--- Begin Given data ---

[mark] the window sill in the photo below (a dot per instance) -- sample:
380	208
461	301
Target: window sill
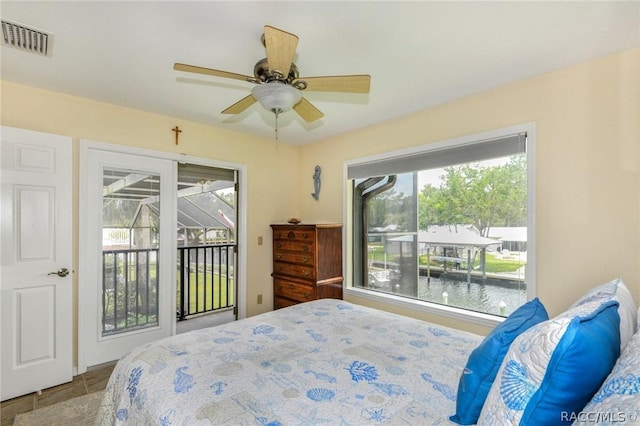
471	317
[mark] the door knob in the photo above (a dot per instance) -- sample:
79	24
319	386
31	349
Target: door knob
62	272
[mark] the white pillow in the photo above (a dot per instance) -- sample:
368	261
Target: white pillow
618	400
628	311
553	369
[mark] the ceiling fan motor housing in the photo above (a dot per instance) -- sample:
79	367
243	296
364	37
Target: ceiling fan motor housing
262	73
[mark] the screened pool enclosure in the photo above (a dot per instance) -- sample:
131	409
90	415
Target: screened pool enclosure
205	242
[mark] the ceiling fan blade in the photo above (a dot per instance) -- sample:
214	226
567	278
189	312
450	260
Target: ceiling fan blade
307	111
210	71
281	47
338	83
240	106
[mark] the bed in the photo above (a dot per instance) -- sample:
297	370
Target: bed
333	362
326	361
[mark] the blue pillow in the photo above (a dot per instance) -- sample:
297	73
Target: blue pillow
484	362
552	370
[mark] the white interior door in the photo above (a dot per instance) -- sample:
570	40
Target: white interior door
127	254
36	256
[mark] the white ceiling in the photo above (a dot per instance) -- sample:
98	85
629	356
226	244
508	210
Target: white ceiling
419	54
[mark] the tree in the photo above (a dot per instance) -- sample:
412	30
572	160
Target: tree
482	196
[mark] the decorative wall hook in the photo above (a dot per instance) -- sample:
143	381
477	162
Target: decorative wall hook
316	183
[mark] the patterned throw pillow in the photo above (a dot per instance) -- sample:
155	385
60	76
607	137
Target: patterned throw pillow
618	400
553	369
484	362
616	290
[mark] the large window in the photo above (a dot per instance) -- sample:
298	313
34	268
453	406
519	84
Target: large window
448	224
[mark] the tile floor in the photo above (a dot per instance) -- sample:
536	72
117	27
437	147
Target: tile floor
91	381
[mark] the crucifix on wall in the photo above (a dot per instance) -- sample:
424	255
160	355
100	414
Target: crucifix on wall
177	131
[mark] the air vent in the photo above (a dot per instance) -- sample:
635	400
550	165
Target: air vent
25	38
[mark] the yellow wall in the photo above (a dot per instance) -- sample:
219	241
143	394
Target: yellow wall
588	160
587	171
272	167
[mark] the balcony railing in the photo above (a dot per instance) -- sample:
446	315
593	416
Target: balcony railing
205	283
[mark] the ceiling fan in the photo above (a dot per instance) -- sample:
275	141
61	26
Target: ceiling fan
278	84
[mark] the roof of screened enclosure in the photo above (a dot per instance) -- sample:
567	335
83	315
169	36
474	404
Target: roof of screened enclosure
205	197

--- End Given data ---

> [The request]:
From the data above, write out everything exactly except the pictures.

> [Task result]:
[mark] the window sill in the photo below (a dot per instance) -- sample:
380	208
461	301
Target: window sill
471	317
[mark] the door knob in the photo above (a dot per instance) -- sample:
79	24
319	386
31	349
Target: door knob
62	272
[mark] the white pillow in the photo above (a dot per instance) -- sample:
368	261
Target: white pillow
618	400
628	311
553	369
[mark] the ceiling fan motor housing in the photo above (a dot per instance) -- sample:
79	367
243	296
364	37
Target: ceiling fan motor housing
262	73
[mark] the screened pool enclosure in the photo above (a dot per instance) -- sample:
131	409
90	415
Target: screened pool enclosure
205	242
[mark] the ceiling fan blade in the photo above (a dot per instance) -- sample:
214	226
567	278
189	312
450	260
Target: ceiling fan blade
307	111
210	71
281	47
338	83
240	106
[mark] the bed in the photo above (a dot per instance) -- sample:
297	370
Target: bed
333	362
326	361
[mark] the blue pillow in the photo above (a dot per instance) -- sample:
297	73
Target: blue pillow
484	362
552	370
[mark] the white interior door in the photo above (a dot per instance) -- sample:
570	40
Target: white interior door
127	254
36	256
[mark] the white ceiling in the photo above (a dot per instance) -- sample:
98	85
629	356
226	244
508	210
Target: white ceiling
419	54
[mark] the tree in the photo above (a dot per instance) -- sample:
412	30
572	160
Target: tree
482	196
[mark] the decorative wall hook in the photo above (a dot per instance) -- sample:
143	381
477	162
Target: decorative wall hook
316	183
[mark] the patterned throw pillow in the photo above (a dot per instance) -- sample:
155	385
60	76
607	137
Target: patterned throw pillow
618	400
553	369
484	362
616	290
[mark] the large window in the photo above (a dot per instance) -- sample:
298	313
34	268
453	406
519	84
Target: large window
448	224
[mark] the tile floor in the photo above (a dot per instance) -- sample:
536	72
117	27
437	147
Target: tile floor
91	381
[mark] the crucifix on wall in the photo above (a dot per instance) -- sample:
424	255
160	355
100	414
Target: crucifix on wall
177	131
[mark] the air vent in the photo above (a dot per instance) -- sample:
635	400
550	165
Target: air vent
25	38
[mark] the yellow wall in the photo above (a dot per instance) -- sample:
219	241
143	394
Target: yellow wall
588	160
587	171
272	167
[mark] the balcony railing in the photo above (a dot per instance) -- sample:
446	315
593	416
Target: balcony railing
205	283
[mark] the ceiling fan in the photo above (a dot per instance) -- sample:
275	141
61	26
Target: ceiling fan
278	84
[mark] the roof of screened enclosure in the photo above (a dot per instance) -- sample:
567	335
83	315
169	36
474	404
Target: roof of screened enclosure
205	197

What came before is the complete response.